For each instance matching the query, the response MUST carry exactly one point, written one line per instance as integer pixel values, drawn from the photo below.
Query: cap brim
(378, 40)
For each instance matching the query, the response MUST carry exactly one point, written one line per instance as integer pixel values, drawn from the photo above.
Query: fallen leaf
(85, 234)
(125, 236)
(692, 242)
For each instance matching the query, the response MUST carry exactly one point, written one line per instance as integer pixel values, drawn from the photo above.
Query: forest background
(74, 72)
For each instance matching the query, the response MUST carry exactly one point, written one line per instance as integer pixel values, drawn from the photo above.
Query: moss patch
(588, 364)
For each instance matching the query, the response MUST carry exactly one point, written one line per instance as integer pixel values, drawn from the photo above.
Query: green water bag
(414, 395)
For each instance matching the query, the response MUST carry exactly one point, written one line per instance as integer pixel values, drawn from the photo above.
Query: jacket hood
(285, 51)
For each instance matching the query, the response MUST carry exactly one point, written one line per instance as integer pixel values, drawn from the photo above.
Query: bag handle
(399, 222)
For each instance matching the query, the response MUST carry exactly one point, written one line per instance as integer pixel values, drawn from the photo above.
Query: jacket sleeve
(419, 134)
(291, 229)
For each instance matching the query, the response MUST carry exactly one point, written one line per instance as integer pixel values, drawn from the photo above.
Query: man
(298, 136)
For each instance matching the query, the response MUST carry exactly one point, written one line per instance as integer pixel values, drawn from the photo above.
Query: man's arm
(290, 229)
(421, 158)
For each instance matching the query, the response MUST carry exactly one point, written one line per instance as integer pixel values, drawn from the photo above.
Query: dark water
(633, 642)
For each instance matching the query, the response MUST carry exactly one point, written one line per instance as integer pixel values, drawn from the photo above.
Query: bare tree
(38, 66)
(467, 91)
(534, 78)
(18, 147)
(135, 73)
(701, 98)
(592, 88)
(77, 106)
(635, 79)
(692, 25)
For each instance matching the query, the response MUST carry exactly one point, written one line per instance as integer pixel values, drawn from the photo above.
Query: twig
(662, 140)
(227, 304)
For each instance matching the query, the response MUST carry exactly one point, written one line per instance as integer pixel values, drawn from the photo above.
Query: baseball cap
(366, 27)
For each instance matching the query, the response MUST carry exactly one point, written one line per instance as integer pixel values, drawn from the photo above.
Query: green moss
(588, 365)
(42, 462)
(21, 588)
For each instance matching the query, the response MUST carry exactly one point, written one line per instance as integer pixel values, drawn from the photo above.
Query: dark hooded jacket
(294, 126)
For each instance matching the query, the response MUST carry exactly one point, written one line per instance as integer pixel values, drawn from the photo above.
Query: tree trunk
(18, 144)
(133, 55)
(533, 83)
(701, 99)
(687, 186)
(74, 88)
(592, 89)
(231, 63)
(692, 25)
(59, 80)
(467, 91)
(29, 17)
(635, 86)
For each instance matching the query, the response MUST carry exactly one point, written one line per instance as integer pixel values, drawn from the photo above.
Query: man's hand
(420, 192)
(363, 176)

+ + + + +

- [EXERCISE DESCRIPTION]: Set down every entry exactly as it appears.

- [EXPECTED ANSWER]:
For each instance matching the query, the response MUST carry exactly one point, written one line per instance as integer pixel values, drawn from the photo below.
Query: cap brim
(378, 40)
For each instance matching the query, the response MUST carry exactly one point, written one line per instance as integer pixel values, drawn from the photo above.
Query: fallen leaf
(85, 234)
(125, 236)
(692, 242)
For each instance matching the query, the response MUST carry exactly one point, written one line per instance as integer pixel values, drawn from the photo above.
Query: forest background
(74, 72)
For each instance matching the query, the response MUST carry exactly one point, written one line per instance as integer pixel values, drawn from the photo above.
Query: moss patch
(588, 364)
For each instance matching the query, the response MUST carry exactly one point, written one line per instance as integer pixel values, drawn from the photo above.
Query: green water bag
(414, 395)
For each instance matching the query, the response MUST carry exactly one point, written one line per instance as integer pixel values, drawn from the photo above.
Query: jacket hood
(285, 51)
For each instance matching the query, the response MUST carry exactly one point, written one line per instance as integer pixel values, drawn from the photo above.
Query: bag handle
(399, 222)
For each instance matching the query, the response MUST carry exactly one point, written one line per instance as integer pixel values, drawn from the photo above.
Query: jacket sleeve
(419, 134)
(291, 229)
For each instance matching the query, the response MUST carry exactly one point, written one line per instance as integer pixel values, drawn from the photo above.
Query: man
(298, 136)
For each instance matching the query, the response MUST carry exactly one point, written one line per instance as integer pixel values, drawn from the photo above.
Query: man's arm
(290, 229)
(421, 158)
For each instance matching the query, the response MUST carry exactly one point, written one line per instance as integer pixel values, drawn from the photo above.
Query: dark water
(633, 642)
For each instance matching the query, the response MUST carry exactly one point, written one line per instance as integer pixel values, drawn from the photo above.
Query: bare tree
(38, 66)
(467, 91)
(534, 78)
(18, 147)
(135, 73)
(701, 98)
(592, 88)
(77, 106)
(635, 79)
(692, 25)
For each instance matching the query, the response MUST carry exactly one point, written one line per instance as integer pixel values, drawn from the photo above.
Query: twig
(662, 140)
(227, 304)
For each instance matching the query, the response MUST carry exactly one point, written one line per instance as integer pixel values, drawn from the photo above.
Query: baseball cap
(366, 27)
For each instance matching the query, the response MUST carry exactly one point, written one line per instance as integer pixel values, drawn from the photo above.
Query: green moss
(588, 365)
(42, 462)
(21, 588)
For each instance matching the query, the response MUST carry exactly one point, written one line per instance as integer pixel values, drawn from the photo above.
Query: dark hooded jacket
(294, 126)
For each instance matching the query, the response MUST carry exactly one point, written one line per instance as integer pixel values, drawn from the photo above.
Query: tree trunk
(18, 144)
(133, 55)
(533, 83)
(701, 99)
(687, 186)
(74, 88)
(592, 89)
(231, 63)
(692, 25)
(59, 80)
(467, 91)
(29, 17)
(635, 86)
For each instance matching the query, the response MUST carry exactly one point, written one line per instance as integer pixel values, drawn from the photo above.
Query: man's hand
(420, 192)
(363, 176)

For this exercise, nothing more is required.